== Problem description ==
Report every line from the following entries that contains the string "shirt".

======== Data to use ========

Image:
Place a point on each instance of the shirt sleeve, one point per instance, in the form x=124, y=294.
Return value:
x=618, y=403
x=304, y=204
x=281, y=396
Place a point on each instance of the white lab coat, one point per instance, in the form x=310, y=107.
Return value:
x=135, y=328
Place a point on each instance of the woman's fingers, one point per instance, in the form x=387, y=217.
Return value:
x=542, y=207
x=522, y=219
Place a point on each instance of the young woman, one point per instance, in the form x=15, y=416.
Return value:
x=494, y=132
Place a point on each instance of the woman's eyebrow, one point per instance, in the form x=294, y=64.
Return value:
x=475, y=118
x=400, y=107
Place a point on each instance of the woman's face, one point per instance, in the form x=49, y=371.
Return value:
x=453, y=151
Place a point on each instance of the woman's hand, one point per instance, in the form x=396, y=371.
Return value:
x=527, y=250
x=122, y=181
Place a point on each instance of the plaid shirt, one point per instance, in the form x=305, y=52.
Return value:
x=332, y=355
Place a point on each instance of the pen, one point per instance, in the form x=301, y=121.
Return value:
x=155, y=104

========
======== Data to use ========

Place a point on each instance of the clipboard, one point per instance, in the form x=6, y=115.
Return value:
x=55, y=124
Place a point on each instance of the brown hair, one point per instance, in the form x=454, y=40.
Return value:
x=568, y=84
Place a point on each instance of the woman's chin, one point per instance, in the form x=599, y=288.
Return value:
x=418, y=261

========

== Exercise output ==
Place a point on each instance of the shirt sleeve, one point per instance, in the form x=124, y=294.
Place a point on each instance of the plaid shirt, one point per instance, in the form x=305, y=52.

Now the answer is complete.